§ TEXT BLOCK:
(begin)

Earth AI Secures $20M Series B as Mining Industry Embraces Vertically Integrated AI Exploration

Earth AI closed a $20 million Series B funding round on February 27, 2025, marking the Austrian startup's sixth funding milestone since its 2017 founding. The round, led by existing investors including Cantos and Tamarack Global, positions the company to scale its AI-powered approach to critical mineral discovery and development.

The funding comes as Earth AI has demonstrated measurable results from its vertically integrated model, having made three mineral discoveries in 2023 while spending $2.1 million. These discoveries include molybdenum, palladium, and lead-silver deposits, representing a discovery-to-expenditure ratio that traditional exploration companies rarely achieve.

The Vertical Integration Play

Earth AI operates as what founder and CEO Roman Teslyuk describes as a vertically integrated AI-powered explorer that discovers, develops, and owns critical mineral projects. Unlike traditional mining exploration firms that outsource drilling operations, Earth AI maintains its own drilling fleet that operates year-round, providing continuous data collection for its machine learning models.

The company's current focus centers on greenfield exploration in Australia, where regulatory frameworks and geological conditions align with its AI-driven methodology. Teslyuk, a geologist with 10 years of industry experience and former PhD candidate at the University of Sydney, founded the company after participating in Y Combinator's Summer 2019 cohort.

Market Context and Competitive Landscape

Earth AI's funding announcement arrives amid heightened activity in AI-powered mineral exploration. GeologicAI recently raised $44 million in its own Series B, more than doubling Earth AI's raise, and announced the acquisition of Lumo Analytics to complete its integrated sensor suite across critical minerals and rare earth elements.

The strategic interest in critical minerals extends beyond venture-backed startups. US Strategic Metals signed a non-binding MOU with Ionic Rare Earths Limited in November 2025, leveraging its 1,800-acre fully permitted Missouri site. The company followed with another partnership with Saudi Arabia's National Industrial Development Center in January 2026, signaling global appetite for critical minerals processing capabilities.

(end)

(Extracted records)
(begin)

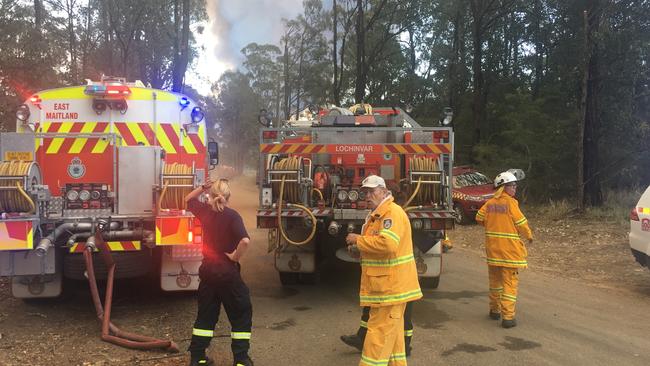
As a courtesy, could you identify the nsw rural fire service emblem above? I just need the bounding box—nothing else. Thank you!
[68,157,86,179]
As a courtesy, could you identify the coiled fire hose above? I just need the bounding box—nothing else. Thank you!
[273,156,317,245]
[84,228,179,353]
[404,156,440,211]
[0,160,36,213]
[158,163,194,211]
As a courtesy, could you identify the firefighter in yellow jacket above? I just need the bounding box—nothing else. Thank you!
[345,175,422,366]
[476,172,533,328]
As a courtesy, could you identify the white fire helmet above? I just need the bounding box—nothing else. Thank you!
[494,172,517,188]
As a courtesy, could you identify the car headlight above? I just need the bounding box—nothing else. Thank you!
[336,190,348,202]
[65,191,79,201]
[79,189,90,201]
[348,191,359,202]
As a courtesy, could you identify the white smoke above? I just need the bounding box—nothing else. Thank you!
[206,0,303,68]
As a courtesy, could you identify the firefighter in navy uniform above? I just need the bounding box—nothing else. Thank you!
[185,179,253,366]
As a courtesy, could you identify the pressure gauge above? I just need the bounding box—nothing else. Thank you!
[65,191,79,201]
[336,190,348,202]
[79,189,90,201]
[348,191,359,202]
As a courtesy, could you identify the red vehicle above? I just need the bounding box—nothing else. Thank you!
[257,105,454,288]
[452,166,494,224]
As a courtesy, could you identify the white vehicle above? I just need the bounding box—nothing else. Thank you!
[630,187,650,268]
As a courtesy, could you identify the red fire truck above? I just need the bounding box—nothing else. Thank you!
[257,105,454,288]
[0,77,218,298]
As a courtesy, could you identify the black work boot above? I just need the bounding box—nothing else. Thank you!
[233,356,253,366]
[341,334,363,351]
[190,356,214,366]
[501,319,517,329]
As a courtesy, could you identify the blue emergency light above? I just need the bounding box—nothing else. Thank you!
[178,97,190,110]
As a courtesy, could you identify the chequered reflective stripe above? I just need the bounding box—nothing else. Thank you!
[485,231,519,239]
[192,328,214,338]
[379,229,400,244]
[359,289,422,303]
[260,144,327,154]
[35,122,205,155]
[383,144,451,154]
[515,217,528,226]
[230,332,251,339]
[487,258,528,267]
[361,354,388,366]
[361,254,415,267]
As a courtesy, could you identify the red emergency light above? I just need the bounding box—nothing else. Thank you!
[84,85,131,98]
[106,85,131,97]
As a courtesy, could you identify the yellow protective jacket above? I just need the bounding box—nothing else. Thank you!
[357,196,422,307]
[476,189,533,268]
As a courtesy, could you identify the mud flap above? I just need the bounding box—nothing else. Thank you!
[275,242,316,273]
[11,271,63,299]
[160,246,203,291]
[414,240,442,278]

(end)

§ TASK INSTRUCTIONS: Can you copy the Earth AI funding article word for word, from "The company's current" up to and including "rare earth elements."?

§ ANSWER TO THE TASK:
The company's current focus centers on greenfield exploration in Australia, where regulatory frameworks and geological conditions align with its AI-driven methodology. Teslyuk, a geologist with 10 years of industry experience and former PhD candidate at the University of Sydney, founded the company after participating in Y Combinator's Summer 2019 cohort.

Market Context and Competitive Landscape

Earth AI's funding announcement arrives amid heightened activity in AI-powered mineral exploration. GeologicAI recently raised $44 million in its own Series B, more than doubling Earth AI's raise, and announced the acquisition of Lumo Analytics to complete its integrated sensor suite across critical minerals and rare earth elements.